↓↓↓

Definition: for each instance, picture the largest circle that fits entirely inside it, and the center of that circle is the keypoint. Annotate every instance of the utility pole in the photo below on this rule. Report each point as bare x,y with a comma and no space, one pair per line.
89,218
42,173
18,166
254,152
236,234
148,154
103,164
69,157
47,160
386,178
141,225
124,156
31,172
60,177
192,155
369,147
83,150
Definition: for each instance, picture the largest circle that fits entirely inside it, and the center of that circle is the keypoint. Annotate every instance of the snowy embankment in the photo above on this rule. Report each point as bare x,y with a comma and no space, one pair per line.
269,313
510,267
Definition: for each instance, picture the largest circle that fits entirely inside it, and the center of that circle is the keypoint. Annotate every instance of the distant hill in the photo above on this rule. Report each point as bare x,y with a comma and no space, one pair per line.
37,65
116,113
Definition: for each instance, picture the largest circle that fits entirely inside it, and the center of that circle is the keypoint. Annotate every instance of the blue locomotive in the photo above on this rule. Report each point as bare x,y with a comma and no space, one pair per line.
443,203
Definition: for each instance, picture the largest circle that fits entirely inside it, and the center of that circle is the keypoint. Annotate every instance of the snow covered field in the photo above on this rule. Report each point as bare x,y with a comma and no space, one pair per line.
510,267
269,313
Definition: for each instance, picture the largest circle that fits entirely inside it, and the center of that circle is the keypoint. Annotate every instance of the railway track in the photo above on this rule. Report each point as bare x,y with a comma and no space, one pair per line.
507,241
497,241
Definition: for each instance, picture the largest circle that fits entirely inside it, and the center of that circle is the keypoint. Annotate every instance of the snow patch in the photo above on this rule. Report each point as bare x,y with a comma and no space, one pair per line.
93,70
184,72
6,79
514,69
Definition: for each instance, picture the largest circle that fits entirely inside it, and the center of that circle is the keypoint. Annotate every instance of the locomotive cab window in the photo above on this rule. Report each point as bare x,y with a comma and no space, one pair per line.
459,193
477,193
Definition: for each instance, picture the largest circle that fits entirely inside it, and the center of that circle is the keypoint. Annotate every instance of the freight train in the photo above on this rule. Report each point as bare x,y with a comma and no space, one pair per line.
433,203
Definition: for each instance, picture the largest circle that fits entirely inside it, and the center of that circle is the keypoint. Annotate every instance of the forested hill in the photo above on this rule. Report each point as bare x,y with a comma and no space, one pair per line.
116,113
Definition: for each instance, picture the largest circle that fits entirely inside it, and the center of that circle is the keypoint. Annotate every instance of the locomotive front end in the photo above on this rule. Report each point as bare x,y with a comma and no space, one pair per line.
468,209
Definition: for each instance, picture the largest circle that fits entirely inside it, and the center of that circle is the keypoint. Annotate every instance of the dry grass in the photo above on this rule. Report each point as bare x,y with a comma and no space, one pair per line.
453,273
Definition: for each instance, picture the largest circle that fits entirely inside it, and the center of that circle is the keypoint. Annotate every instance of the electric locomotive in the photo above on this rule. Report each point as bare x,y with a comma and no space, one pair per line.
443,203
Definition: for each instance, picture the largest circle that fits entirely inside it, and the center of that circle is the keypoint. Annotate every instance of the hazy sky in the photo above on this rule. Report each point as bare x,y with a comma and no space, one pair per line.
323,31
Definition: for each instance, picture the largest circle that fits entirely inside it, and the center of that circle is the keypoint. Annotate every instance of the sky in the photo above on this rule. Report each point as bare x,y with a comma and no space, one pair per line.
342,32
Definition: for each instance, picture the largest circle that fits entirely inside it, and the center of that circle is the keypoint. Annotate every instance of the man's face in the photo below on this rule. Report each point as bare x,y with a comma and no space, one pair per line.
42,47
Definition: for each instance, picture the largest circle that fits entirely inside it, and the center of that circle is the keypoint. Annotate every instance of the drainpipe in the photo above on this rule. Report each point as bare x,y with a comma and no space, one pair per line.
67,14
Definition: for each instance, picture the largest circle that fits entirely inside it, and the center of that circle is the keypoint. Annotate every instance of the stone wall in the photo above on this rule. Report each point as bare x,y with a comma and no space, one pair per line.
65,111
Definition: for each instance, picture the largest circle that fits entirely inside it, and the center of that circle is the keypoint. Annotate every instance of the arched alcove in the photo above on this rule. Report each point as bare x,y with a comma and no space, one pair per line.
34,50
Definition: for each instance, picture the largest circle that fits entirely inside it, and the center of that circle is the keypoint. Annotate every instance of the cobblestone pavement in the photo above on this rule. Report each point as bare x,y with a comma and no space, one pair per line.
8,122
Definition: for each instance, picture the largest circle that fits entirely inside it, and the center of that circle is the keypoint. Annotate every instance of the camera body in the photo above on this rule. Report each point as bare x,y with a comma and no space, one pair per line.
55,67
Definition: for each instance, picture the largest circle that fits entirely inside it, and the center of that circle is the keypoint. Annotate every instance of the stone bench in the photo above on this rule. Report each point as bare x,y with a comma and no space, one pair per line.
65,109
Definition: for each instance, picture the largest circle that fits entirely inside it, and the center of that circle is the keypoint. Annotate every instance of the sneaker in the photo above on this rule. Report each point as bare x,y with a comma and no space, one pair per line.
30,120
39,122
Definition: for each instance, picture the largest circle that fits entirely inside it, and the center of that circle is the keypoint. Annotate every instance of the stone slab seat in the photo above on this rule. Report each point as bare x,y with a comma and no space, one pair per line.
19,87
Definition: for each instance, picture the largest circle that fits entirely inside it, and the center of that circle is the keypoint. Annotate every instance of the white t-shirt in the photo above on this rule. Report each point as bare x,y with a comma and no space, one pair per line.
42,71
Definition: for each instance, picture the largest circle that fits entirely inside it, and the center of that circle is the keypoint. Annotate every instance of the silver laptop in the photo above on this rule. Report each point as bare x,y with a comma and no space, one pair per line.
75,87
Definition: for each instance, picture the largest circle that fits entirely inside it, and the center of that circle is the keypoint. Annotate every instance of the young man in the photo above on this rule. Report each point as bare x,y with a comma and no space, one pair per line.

↑↑↑

Output an exact copy of each record.

(Exercise solution)
Definition: for each instance, picture the largest circle that fits entirely inside it, and the center of that circle is the keypoint. Annotate every instance of the utility pole in the photo below on this rule. Report each point as bare x,y with a comma and no space, one pair per line.
89,218
42,173
18,166
254,152
236,234
148,154
103,164
69,157
47,160
386,178
141,225
124,156
31,172
60,177
192,155
369,147
83,150
Definition: for each instance, picture the largest circle that fits entirely inside it, and the center of that circle is the keypoint. Annotate every instance of the snowy embankment in the photo above on this rule. Report each point as bare x,y with a comma and no space, one pair per line.
269,313
510,267
Definition: for each instance, picture the largest circle that fits entirely inside it, and the center of that circle is the keypoint. Annotate every instance of the distant hill in the photo above on this rule. Report each point as bare x,y with a comma and no space, one pair per line.
37,65
116,113
Definition: for each instance, picture the largest circle that fits entirely inside it, and the center of that circle is the keypoint. Annotate every instance of the blue locomotive in the photo above on this rule. Report each point as bare x,y with a comma and no space, one pair per line.
443,203
Definition: for each instance, picture the largest circle that fits entirely inside it, and the center of that circle is the keypoint. Annotate every instance of the snow covered field in the photo above on this rule. Report each point as bare x,y with a comma and no space, one pair per line.
510,267
269,313
Definition: for each instance, picture the largest circle that fits entirely inside it, and the center of that circle is the keypoint. Annotate every instance of the railway track in the photo above on this rule. Report each point as bare x,y with a comma and no space, one pair per line.
507,241
497,241
Definition: for each instance, picture the largest circle that fits entirely inside it, and the center of that circle is the keypoint. Annotate every instance of the snow patch in the photo above on this rule. Report each point as bare x,y with a comma and no space, one pair per line.
93,70
184,72
6,79
514,69
Definition: for each instance, picture the largest circle that fits entirely inside it, and the center of that circle is the keypoint. Annotate every instance of the locomotive cab window in the photo above on this rule. Report each point as bare x,y with a comma and no space, one pair per line.
459,193
477,193
Definition: for each instance, picture the largest circle that fits entirely inside it, and the center of that circle is the keypoint. Annotate every instance of the freight train in the photo above on this rule. Report each point as bare x,y with a comma and no space, one pair per line.
433,203
Definition: for each instance, picture the largest circle that fits entirely inside it, and the center of that circle is the keypoint. Annotate every instance of the forested hill in the photo above on this rule. Report each point as bare x,y with a comma and no space, one pair per line.
116,113
Definition: for each instance, picture the largest circle that fits entirely inside it, and the center of that circle is the keypoint. Annotate every instance of the locomotive front end in the photo above on this rule. Report each point as bare x,y with a comma and no space, one pair per line.
468,209
Definition: for each instance, picture the largest circle that fits entirely inside it, and the center of that circle is the keypoint. Annotate every instance of the dry grass in the photo above on this rule. Report each point as bare x,y with a comma and no space, one pair per line.
453,273
Definition: for each instance, picture the largest circle that fits entirely inside it, and the center of that circle is the keypoint. Annotate every instance of the electric locomotive in the photo above on this rule. Report each point as bare x,y with a comma and no space, one pair per line.
443,203
Definition: for each instance, picture the largest circle that fits entirely inside it, and the center of that circle is the keypoint. Annotate every instance of the hazy sky in the photo above on this rule. Report each point as bare x,y with a comma and no space, one pair per line.
323,31
Definition: for each instance, picture the largest circle that fits entirely inside it, and the center of that circle is the keypoint. Annotate every instance of the sky in the photo above on this rule. Report each point as bare x,y with a comma and no space, one pair per line.
342,32
Definition: for each instance, picture the largest circle that fits entirely inside it, and the center of that circle is the keypoint. Annotate every instance of the man's face in the photo below on this rule. Report each point as bare x,y with a comma and no space, one pair per line.
42,47
Definition: for each instance, picture the largest circle that fits entirely inside it, and the center of that circle is the keypoint. Annotate every instance of the drainpipe in the photo above on this rule. Report each point as bare x,y with a comma and no space, one pair per line.
67,14
Definition: for each instance, picture the largest circle that fits entirely inside it, and the center of that circle is the keypoint. Annotate every instance of the stone wall in the photo above on this rule. Report each point as bare x,y with a comma and no space, one pair per line.
65,111
Definition: for each instance, picture the largest circle that fits entirely inside it, and the center of that circle is the keypoint. Annotate every instance of the arched alcove in the photo above on this rule. Report each point as bare x,y with a comma and no space, one pair per line.
34,50
Definition: for each instance, picture the largest circle that fits entirely inside it, and the center of that circle is the keypoint. Annotate every instance of the cobblestone pavement in the photo above on this rule. Report each point as bare x,y with a comma and no space, one pair per line.
8,122
Definition: for each instance, picture the largest circle that fits entirely inside it, and the center of that circle is the keypoint. Annotate every instance of the camera body in the photo above on this rule. Report each point as bare x,y with a comma and no space, one pair per line.
55,67
Definition: for each instance, picture the largest circle that fits entirely inside it, and the center of that circle is the keypoint. Annotate every instance of the stone bench in the photo above on this rule. Report each point as bare x,y with a comma and no space, one pair per line.
65,109
Definition: for each instance, picture the largest circle that fits entirely inside it, and the center of that circle is the keypoint. Annotate every instance of the sneaker in the photo above on this rule. Report each point as bare x,y with a comma and no space, one pair per line.
30,120
39,122
Definition: for each instance, picture the largest circle that fits entirely inside it, and the center of that circle is the keypoint. Annotate every instance of the stone slab seat in the photo above on this rule. Report each point as bare x,y with a comma and no space, one pair per line.
19,87
Definition: for each instance, picture the largest circle that fits entirely inside it, and the center of that circle is the keypoint. Annotate every instance of the white t-shirt in the photo above on this rule. Report each point as bare x,y with a comma and no space, one pair per line.
42,71
Definition: for each instance, picture the largest circle that fits entirely inside it, and the center of that circle is the keypoint. Annotate every instance of the silver laptop in the photo above on this rule. Report each point as bare x,y with a comma and no space, one pair per line.
75,87
Definition: for each instance, picture the largest circle that fits entirely inside it, and the center of that circle is the keypoint. Annotate every instance of the young man in the photo above on this rule. Report each point as bare x,y with a comma and no space, one pair per line.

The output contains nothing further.